## Input data
++++
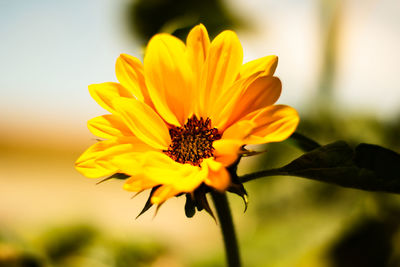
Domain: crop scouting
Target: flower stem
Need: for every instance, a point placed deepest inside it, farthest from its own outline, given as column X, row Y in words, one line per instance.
column 228, row 230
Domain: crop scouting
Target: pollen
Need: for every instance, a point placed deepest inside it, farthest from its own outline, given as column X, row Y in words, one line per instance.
column 192, row 142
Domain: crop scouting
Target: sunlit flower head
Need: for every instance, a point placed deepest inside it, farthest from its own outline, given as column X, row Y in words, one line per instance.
column 183, row 116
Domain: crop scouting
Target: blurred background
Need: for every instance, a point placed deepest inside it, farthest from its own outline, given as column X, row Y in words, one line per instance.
column 338, row 62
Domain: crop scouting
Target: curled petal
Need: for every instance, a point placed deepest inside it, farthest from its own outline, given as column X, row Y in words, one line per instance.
column 143, row 122
column 218, row 177
column 273, row 124
column 263, row 92
column 265, row 65
column 130, row 74
column 87, row 165
column 169, row 78
column 221, row 68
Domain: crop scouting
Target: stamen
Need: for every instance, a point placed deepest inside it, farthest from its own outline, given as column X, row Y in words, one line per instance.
column 192, row 142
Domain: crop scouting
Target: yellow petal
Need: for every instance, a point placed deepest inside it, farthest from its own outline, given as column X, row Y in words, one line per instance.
column 104, row 93
column 263, row 92
column 265, row 65
column 227, row 150
column 130, row 74
column 197, row 46
column 143, row 122
column 273, row 124
column 218, row 177
column 239, row 130
column 169, row 78
column 221, row 69
column 86, row 163
column 155, row 168
column 163, row 193
column 108, row 126
column 187, row 180
column 139, row 182
column 226, row 103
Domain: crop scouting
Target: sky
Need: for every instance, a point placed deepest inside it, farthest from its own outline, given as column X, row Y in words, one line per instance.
column 52, row 50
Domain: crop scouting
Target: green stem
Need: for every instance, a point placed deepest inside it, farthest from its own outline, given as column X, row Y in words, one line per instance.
column 272, row 172
column 228, row 231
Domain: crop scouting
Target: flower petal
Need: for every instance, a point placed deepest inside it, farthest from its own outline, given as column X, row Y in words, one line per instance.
column 143, row 122
column 108, row 127
column 186, row 182
column 169, row 78
column 239, row 130
column 265, row 65
column 197, row 46
column 226, row 103
column 273, row 124
column 227, row 150
column 221, row 69
column 155, row 168
column 130, row 74
column 86, row 163
column 263, row 92
column 104, row 93
column 218, row 177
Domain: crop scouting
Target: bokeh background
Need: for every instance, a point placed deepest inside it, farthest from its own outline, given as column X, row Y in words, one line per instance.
column 338, row 62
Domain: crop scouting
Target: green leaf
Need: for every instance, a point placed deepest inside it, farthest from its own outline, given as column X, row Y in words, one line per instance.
column 367, row 167
column 303, row 142
column 148, row 203
column 190, row 206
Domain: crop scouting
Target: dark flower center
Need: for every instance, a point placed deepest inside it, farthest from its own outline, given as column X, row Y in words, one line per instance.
column 192, row 142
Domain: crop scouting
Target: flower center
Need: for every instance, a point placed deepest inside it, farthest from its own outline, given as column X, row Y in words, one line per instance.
column 192, row 142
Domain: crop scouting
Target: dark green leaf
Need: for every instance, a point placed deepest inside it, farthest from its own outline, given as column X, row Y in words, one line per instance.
column 148, row 204
column 367, row 167
column 190, row 206
column 303, row 142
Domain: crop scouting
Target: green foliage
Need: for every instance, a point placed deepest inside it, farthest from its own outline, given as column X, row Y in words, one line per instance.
column 367, row 167
column 148, row 17
column 63, row 242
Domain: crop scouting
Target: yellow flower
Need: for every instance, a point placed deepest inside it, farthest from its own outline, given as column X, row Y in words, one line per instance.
column 181, row 118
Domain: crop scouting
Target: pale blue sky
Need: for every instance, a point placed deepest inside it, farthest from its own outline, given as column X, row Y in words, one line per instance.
column 51, row 50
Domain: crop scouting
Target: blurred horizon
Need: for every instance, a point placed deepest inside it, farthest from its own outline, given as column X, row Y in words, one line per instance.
column 338, row 65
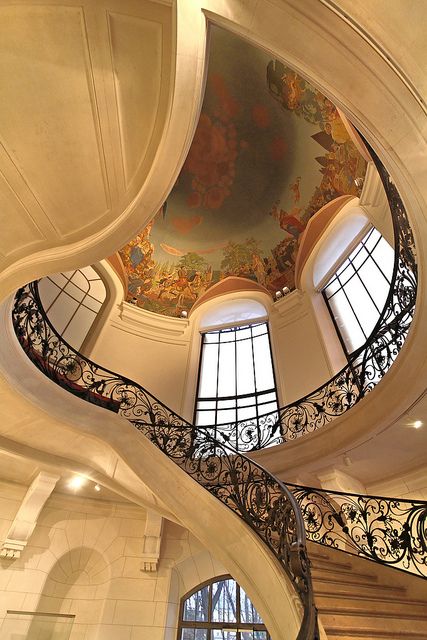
++++
Reproduce the lines above word for word, starting at the first line and ending at the line that contains "column 221, row 68", with both ends included. Leave out the pictures.

Domain: crop scouting
Target: flower stem
Need: for every instance, a point placed deepest inside it, farthest from its own outline, given as column X, row Y in words, one line per instance.
column 228, row 230
Domain: crop scouting
Target: pollen
Need: for every instance, a point placed deepest inside it, farthest from its own outline, given as column X, row Y in words, one line per instance.
column 192, row 142
Domain: crop scouting
Target: sunlit flower head
Need: for every instance, a point placed deepest inside it, farthest from its own outline, given as column X, row Y in words, one line per instance.
column 183, row 116
Domain: crop scouting
Target: blurred background
Need: for every instance, a point placed deepest inside it, farthest from its own outline, given as column X, row Y in words, one line per instance.
column 338, row 62
Domain: crop scouting
Target: curled petal
Need: for every instance, a point placed deepest inside it, farthest from its own outline, given as column X, row Y in words, one line per instance.
column 143, row 122
column 218, row 177
column 273, row 124
column 263, row 92
column 265, row 65
column 130, row 74
column 87, row 165
column 169, row 78
column 221, row 68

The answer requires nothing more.